(Entries listed in a dataset)
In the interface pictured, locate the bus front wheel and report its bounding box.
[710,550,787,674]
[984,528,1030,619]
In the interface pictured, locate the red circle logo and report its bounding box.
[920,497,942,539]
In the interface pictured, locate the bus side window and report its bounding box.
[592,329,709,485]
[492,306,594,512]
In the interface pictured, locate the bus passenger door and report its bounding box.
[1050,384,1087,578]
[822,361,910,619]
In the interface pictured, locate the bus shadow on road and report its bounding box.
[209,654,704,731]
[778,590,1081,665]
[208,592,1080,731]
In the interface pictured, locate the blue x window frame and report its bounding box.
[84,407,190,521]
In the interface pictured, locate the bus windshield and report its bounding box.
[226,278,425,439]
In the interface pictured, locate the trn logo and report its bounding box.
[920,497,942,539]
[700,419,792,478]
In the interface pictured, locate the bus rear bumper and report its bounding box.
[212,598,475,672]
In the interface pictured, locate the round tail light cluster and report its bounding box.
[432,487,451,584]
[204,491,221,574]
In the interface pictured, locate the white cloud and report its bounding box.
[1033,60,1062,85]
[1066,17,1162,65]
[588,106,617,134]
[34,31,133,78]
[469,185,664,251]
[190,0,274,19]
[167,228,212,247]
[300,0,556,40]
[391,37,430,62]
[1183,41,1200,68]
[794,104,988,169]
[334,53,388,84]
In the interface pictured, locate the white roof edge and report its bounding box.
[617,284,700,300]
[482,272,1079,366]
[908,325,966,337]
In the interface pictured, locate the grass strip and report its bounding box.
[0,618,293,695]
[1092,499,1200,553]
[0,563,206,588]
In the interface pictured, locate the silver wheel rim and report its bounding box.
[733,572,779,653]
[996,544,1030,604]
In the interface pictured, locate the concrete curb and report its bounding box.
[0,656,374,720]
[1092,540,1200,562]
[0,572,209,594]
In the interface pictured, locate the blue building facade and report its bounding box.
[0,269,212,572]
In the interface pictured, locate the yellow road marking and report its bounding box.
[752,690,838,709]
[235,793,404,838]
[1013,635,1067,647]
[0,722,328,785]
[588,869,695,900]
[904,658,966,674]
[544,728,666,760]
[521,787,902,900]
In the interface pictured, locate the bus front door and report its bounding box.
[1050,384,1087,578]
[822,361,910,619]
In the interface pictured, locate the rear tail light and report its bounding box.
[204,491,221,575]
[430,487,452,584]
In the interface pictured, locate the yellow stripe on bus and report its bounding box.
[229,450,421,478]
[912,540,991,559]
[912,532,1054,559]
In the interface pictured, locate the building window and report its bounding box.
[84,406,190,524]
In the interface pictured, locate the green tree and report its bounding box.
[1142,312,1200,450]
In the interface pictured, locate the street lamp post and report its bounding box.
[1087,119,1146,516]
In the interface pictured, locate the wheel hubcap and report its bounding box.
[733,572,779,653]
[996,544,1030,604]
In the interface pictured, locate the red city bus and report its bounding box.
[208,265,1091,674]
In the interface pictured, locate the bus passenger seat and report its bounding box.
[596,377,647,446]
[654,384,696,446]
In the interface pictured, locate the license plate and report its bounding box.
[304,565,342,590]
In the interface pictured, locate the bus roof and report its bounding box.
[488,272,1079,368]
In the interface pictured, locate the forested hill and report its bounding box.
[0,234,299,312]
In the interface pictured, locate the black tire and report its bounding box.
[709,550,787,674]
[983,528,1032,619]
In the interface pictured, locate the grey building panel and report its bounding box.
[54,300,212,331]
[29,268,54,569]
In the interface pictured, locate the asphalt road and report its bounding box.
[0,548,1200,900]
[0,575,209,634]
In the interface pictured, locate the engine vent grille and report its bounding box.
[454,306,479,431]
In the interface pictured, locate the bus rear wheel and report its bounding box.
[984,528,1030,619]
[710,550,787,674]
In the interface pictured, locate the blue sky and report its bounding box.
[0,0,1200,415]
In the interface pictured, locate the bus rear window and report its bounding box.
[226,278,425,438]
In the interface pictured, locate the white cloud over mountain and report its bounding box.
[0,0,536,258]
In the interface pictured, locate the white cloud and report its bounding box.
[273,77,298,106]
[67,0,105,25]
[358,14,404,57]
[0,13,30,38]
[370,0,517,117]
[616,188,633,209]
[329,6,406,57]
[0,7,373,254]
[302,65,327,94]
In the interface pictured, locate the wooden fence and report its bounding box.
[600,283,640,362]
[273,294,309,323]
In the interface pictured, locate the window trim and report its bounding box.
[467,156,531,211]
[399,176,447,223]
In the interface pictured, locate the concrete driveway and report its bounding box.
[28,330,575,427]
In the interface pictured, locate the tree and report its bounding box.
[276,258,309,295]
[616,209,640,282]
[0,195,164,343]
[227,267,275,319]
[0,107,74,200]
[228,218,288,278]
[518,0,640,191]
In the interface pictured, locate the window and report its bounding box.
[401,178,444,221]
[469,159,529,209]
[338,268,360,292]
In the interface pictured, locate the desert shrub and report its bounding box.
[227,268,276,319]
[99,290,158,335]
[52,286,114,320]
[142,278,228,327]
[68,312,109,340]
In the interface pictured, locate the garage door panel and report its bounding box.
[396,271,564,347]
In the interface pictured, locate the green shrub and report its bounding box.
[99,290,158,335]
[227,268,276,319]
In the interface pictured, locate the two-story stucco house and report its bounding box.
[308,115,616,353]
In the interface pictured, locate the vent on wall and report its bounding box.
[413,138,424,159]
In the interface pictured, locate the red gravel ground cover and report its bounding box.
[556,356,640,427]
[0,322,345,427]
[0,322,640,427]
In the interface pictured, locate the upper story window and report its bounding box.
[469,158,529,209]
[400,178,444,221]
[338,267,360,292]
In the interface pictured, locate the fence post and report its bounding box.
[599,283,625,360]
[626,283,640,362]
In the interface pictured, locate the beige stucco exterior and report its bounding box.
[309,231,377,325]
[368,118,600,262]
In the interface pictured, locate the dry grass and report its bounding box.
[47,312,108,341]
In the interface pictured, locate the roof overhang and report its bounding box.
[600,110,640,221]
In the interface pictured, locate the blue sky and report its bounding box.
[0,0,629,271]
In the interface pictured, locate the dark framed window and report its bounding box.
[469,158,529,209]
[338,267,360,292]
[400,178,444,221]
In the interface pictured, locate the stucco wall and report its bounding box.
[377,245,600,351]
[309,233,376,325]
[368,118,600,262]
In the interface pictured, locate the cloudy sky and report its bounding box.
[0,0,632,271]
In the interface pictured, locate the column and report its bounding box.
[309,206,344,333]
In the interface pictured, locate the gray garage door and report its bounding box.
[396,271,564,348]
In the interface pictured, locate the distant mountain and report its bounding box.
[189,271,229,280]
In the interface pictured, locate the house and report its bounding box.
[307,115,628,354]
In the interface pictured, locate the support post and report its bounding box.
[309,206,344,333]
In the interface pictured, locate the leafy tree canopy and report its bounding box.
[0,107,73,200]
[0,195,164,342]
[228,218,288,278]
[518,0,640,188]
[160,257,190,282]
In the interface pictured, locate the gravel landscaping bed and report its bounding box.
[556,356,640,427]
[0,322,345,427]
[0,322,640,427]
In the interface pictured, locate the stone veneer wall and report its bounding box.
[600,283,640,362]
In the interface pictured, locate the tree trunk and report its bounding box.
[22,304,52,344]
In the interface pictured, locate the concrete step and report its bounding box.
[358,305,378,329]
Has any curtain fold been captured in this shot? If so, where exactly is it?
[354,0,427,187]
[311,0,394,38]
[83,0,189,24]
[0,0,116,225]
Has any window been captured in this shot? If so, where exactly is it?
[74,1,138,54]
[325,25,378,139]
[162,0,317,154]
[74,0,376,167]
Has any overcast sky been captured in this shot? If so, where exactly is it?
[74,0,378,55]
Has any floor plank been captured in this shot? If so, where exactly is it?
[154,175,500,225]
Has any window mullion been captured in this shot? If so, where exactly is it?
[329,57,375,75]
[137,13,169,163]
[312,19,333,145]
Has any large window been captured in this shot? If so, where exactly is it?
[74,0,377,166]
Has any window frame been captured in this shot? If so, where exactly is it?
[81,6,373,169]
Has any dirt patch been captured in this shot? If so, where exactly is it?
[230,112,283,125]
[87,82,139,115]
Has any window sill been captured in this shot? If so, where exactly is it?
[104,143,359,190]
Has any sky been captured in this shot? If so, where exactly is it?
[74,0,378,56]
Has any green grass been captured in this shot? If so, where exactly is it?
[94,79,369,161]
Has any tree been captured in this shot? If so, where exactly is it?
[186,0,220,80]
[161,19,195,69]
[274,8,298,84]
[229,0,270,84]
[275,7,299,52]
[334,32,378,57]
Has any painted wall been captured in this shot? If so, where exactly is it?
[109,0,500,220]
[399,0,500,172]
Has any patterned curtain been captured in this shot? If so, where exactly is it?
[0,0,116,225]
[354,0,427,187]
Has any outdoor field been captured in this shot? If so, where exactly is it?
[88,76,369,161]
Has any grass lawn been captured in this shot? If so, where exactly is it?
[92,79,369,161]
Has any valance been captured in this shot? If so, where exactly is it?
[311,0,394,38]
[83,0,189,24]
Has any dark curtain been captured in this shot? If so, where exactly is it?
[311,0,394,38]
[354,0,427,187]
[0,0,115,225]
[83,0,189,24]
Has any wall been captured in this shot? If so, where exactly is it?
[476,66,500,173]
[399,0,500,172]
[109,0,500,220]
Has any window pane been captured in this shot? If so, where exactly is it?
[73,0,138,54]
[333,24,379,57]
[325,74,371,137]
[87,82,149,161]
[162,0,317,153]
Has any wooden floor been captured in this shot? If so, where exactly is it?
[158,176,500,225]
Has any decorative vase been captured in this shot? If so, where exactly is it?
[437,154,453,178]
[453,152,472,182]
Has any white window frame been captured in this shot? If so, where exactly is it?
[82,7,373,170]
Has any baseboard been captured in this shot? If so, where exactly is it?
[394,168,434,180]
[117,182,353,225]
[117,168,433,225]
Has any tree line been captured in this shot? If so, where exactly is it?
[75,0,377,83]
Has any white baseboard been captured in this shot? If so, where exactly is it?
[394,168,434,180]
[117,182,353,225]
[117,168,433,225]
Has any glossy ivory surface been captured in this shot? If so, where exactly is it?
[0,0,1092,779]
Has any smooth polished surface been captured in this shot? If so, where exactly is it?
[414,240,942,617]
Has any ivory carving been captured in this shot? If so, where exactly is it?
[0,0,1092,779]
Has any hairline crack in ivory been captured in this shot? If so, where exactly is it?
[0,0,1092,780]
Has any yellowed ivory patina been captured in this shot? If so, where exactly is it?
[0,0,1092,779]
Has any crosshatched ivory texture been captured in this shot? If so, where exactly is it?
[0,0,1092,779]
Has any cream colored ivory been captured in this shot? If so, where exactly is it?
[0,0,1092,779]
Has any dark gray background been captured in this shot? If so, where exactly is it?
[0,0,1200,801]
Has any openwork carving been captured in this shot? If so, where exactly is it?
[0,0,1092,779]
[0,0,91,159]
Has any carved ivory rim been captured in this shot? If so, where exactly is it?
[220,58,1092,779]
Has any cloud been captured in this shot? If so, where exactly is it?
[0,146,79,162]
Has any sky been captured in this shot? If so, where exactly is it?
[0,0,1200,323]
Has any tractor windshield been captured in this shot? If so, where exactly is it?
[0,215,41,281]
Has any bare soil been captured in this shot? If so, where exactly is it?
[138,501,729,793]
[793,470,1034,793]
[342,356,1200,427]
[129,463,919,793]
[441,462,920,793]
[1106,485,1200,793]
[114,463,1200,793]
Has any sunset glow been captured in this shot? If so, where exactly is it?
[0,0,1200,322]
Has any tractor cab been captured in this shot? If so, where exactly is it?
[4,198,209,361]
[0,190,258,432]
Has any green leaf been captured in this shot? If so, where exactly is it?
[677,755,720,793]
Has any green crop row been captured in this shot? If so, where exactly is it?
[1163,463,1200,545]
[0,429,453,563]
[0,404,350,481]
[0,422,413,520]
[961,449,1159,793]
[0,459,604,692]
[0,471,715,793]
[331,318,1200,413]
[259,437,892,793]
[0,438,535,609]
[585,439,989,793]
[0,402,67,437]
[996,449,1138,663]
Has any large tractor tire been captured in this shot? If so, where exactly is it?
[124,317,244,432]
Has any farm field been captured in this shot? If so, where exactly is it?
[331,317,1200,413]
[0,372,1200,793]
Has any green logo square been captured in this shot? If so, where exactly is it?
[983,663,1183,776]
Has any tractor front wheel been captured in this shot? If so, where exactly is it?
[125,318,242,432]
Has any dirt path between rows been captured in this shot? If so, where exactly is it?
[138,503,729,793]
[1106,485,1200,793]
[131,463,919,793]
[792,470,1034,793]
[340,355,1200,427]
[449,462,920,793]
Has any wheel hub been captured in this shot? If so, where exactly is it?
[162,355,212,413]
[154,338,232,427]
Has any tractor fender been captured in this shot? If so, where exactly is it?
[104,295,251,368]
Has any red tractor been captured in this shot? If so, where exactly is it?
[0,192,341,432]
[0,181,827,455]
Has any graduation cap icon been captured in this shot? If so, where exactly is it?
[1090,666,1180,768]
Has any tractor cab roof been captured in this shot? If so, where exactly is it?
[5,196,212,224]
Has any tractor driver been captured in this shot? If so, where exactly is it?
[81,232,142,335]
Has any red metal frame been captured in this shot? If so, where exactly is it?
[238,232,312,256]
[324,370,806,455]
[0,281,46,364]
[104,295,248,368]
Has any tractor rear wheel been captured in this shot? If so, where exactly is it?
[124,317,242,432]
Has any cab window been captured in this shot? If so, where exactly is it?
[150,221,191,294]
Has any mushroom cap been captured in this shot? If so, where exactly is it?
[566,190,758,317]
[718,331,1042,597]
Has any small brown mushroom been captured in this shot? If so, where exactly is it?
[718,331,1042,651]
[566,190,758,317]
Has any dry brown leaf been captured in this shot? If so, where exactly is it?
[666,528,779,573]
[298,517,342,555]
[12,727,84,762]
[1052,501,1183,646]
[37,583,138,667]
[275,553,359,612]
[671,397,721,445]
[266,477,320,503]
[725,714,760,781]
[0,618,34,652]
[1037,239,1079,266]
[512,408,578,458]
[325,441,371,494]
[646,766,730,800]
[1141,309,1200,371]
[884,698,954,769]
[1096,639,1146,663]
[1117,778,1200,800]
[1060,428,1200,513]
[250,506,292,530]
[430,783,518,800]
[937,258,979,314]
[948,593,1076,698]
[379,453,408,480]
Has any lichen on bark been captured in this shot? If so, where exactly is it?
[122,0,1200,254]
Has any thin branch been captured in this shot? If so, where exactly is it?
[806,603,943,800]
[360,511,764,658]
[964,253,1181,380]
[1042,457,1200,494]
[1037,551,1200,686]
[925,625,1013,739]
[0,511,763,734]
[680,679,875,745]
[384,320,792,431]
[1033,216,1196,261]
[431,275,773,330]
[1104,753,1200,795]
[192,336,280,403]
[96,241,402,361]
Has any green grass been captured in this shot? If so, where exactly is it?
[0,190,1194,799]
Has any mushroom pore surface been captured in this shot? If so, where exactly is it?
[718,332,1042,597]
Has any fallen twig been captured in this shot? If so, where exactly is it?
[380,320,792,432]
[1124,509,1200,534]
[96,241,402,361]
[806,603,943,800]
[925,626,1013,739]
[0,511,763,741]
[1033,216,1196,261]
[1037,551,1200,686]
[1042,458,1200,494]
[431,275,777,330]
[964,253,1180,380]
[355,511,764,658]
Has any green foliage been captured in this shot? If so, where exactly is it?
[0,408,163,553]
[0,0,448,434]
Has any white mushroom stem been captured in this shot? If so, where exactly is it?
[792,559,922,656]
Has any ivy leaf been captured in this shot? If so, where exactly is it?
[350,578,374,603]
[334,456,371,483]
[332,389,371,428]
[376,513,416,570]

> **Brief**
Update the entries from the line containing "In the interface pictured, locate the stone" down to the line containing "[358,305,378,329]" by replacing "tree trunk" with "lamp post" and leaving everything else the same.

> **Written answer**
In the interface pictured, locate the stone veneer wall and report its bounding box.
[600,283,640,362]
In the interface pictured, locate the lamp post and report its bounding box.
[22,304,52,344]
In the interface pictured, locate the concrete step and report its bounding box.
[358,305,378,329]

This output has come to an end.